## [TEXTE À LIRE]

___

Après une pause prolongée, nous revenons sur notre feuilleton relatif aux responsabilités autour des digues. L'article L566–12–1 du Code de l’environnement précise que "les digues sont des ouvrages construits ou aménagés en vue de prévenir les inondations et les submersions". Ainsi, chacun peut s’interroger, pour de nombreux ouvrages, sur l’intention du constructeur. Est-ce qu’une route rehaussée l’a été en vue de prévenir les inondations ? Est-ce qu’un merlon de curage qui longe une rivière et limite les premiers débordements a été réalisé avec cette finalité ?
Dès lors qu’une réalisation est postérieure à la Loi sur l’eau de janvier 1992, celle-ci a été autorisée au titre d’une ou plusieurs rubriques de ladite loi, ce qui permet sans doute d’apporter des précisions utiles. Mais pour les ouvrages plus anciens (la très grande majorité des routes par exemple), l’intention initiale est inconnue.

___

## [DONNÉES FOURNIES]
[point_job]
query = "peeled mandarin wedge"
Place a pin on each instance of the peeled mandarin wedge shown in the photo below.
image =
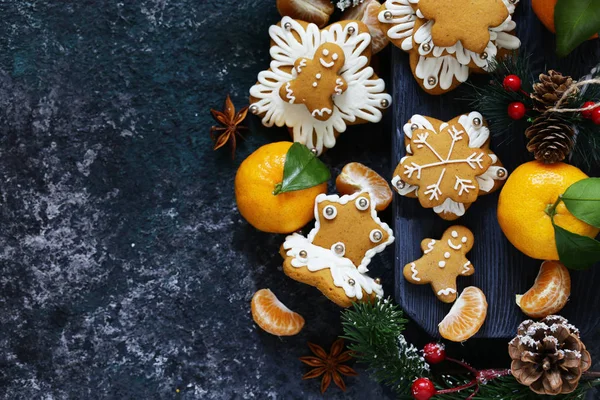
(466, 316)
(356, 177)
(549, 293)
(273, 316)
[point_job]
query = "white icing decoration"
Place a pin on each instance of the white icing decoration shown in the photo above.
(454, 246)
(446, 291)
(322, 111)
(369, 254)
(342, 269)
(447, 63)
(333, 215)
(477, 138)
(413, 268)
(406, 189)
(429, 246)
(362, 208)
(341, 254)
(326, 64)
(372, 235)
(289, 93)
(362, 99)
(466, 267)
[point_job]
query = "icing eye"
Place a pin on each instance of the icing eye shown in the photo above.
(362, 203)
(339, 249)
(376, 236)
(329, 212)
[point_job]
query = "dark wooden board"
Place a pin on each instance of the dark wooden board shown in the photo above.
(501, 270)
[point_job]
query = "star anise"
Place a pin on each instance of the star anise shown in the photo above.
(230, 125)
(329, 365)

___

Répondez à ces questions sur le texte consacré aux digues :
(a) Quel article du Code de l'environnement donne la définition des digues ?
(b) Quelle loi est mentionnée pour les ouvrages réalisés après elle ?
(c) Quel exemple d'ouvrages plus anciens, dont l'intention initiale est inconnue, le texte donne-t-il ?

(a) L'article L566–12–1 du Code de l'environnement.
(b) La Loi sur l'eau de janvier 1992.
(c) Les routes, dont la très grande majorité est antérieure à cette loi.